#### DATA LISTING:
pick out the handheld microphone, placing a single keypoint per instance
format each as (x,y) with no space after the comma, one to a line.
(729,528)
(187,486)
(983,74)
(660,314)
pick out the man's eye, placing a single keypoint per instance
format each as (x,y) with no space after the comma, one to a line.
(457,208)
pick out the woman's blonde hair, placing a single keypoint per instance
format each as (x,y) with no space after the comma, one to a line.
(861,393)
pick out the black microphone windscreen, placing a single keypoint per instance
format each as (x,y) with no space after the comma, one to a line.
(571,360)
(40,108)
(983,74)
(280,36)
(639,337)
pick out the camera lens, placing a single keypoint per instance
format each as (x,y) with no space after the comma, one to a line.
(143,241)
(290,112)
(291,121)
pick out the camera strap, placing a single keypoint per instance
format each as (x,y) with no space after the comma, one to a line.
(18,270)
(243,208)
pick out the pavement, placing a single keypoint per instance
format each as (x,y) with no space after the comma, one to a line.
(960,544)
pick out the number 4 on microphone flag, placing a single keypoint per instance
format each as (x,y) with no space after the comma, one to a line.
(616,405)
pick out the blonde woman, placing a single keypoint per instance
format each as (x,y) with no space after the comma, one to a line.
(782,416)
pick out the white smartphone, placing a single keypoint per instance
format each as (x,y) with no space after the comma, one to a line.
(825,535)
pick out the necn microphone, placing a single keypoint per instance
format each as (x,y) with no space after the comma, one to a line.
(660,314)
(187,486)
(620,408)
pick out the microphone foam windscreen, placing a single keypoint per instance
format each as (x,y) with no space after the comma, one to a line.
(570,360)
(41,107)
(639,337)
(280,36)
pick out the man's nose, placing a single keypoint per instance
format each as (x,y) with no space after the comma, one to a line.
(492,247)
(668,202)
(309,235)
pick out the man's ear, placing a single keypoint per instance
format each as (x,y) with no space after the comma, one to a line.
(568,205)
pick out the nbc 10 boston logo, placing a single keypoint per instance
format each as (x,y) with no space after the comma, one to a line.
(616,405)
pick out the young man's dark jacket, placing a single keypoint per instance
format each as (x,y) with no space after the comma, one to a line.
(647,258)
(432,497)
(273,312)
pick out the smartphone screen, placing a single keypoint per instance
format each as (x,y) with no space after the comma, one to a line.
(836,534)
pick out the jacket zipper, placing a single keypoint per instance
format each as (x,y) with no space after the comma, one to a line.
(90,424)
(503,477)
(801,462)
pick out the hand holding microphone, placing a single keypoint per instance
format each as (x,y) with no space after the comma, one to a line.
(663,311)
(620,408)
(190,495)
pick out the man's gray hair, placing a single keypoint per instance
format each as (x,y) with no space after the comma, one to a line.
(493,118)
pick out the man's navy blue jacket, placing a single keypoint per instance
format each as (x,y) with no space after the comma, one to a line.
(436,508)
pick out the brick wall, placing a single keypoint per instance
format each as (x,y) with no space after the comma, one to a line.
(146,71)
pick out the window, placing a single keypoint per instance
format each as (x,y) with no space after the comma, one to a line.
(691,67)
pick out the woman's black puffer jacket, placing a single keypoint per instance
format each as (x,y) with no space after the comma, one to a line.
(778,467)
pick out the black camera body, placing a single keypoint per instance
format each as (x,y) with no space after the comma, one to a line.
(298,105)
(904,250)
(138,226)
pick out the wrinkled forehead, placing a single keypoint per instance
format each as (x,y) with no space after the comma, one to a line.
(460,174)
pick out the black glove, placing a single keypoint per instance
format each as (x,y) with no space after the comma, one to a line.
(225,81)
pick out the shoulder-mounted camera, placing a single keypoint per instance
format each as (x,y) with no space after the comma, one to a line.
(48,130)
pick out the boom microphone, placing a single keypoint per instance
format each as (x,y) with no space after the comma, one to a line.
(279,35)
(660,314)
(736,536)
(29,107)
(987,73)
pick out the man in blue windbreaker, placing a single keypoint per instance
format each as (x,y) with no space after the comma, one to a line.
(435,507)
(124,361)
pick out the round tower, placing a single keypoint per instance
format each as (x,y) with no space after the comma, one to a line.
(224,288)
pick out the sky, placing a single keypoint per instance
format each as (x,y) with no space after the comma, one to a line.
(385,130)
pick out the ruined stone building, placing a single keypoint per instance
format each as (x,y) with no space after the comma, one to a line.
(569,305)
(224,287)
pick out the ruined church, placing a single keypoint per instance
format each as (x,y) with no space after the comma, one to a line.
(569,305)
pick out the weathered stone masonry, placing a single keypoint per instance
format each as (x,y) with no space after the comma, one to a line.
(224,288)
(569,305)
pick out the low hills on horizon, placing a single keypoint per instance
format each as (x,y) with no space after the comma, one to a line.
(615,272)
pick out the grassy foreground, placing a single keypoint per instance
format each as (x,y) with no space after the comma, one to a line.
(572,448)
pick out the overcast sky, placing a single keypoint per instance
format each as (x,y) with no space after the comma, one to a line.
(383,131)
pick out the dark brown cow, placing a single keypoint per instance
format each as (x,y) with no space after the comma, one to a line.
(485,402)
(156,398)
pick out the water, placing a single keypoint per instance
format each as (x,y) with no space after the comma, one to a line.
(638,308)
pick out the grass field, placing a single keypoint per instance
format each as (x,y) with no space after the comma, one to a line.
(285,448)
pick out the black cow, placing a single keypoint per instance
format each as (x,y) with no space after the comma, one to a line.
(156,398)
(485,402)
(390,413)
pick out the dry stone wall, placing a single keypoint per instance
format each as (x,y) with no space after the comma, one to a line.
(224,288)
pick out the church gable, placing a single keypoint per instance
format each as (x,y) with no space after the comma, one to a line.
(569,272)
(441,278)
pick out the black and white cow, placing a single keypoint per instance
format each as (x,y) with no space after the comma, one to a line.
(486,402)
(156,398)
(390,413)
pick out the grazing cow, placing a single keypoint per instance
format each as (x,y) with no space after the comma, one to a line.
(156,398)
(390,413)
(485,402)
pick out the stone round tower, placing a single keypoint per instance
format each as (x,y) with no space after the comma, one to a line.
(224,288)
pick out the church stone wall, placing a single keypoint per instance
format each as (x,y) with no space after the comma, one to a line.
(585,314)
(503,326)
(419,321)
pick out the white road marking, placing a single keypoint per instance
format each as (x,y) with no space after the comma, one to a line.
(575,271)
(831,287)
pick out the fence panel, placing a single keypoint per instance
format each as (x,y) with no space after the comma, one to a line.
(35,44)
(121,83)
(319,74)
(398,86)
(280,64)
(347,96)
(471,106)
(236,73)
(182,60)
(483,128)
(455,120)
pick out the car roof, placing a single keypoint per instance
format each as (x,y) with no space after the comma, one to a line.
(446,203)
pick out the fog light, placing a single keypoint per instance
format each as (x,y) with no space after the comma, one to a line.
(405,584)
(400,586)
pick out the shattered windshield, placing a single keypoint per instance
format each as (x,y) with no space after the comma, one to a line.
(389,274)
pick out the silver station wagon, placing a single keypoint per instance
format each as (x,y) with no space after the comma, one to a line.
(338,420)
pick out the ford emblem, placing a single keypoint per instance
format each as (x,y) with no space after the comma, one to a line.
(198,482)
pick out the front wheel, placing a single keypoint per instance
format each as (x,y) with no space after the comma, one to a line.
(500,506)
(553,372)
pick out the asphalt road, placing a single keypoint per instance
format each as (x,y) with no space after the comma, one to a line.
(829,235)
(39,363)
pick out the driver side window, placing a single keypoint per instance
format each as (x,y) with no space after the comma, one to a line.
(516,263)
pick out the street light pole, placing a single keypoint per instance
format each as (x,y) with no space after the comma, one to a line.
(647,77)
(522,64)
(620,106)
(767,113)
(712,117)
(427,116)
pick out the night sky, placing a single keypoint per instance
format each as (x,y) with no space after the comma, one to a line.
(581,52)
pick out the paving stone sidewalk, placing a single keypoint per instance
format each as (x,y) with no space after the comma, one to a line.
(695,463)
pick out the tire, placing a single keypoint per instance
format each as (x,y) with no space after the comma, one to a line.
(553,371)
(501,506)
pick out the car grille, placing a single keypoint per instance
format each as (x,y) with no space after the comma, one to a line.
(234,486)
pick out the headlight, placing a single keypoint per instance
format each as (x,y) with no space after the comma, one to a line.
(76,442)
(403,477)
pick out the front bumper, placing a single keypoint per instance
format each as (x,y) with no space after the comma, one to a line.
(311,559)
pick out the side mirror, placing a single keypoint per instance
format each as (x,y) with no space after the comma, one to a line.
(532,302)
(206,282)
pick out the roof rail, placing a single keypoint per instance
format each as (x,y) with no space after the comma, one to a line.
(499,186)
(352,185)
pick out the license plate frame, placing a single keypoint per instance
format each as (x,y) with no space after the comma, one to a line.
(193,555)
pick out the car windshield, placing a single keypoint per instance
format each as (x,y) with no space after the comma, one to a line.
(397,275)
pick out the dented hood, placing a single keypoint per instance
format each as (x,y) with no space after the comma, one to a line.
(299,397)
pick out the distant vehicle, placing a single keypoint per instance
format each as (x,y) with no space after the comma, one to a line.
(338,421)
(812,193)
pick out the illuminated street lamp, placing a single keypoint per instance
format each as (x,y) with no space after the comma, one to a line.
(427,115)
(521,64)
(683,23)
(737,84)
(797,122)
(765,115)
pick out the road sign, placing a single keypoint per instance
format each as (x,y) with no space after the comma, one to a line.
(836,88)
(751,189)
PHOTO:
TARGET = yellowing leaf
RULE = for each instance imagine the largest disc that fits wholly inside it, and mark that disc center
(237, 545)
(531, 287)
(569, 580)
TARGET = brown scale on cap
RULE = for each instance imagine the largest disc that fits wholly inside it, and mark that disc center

#### GIVEN PROBLEM:
Quote every line from the line containing "pick out the road" through the closing line of the listing, including both.

#### SOLVED PROBLEM:
pick out the road sign, placing a single keypoint per instance
format each as (x,y) with no space after the comma, one to a line.
(836,88)
(751,189)
PHOTO:
TARGET = yellowing leaf
RULE = for each instance imagine the largest disc that fits wholly inside it, and mark that disc center
(237, 545)
(531, 287)
(569, 580)
TARGET = brown scale on cap
RULE = for each instance imagine the largest disc that fits wholly inside it, and mark that disc center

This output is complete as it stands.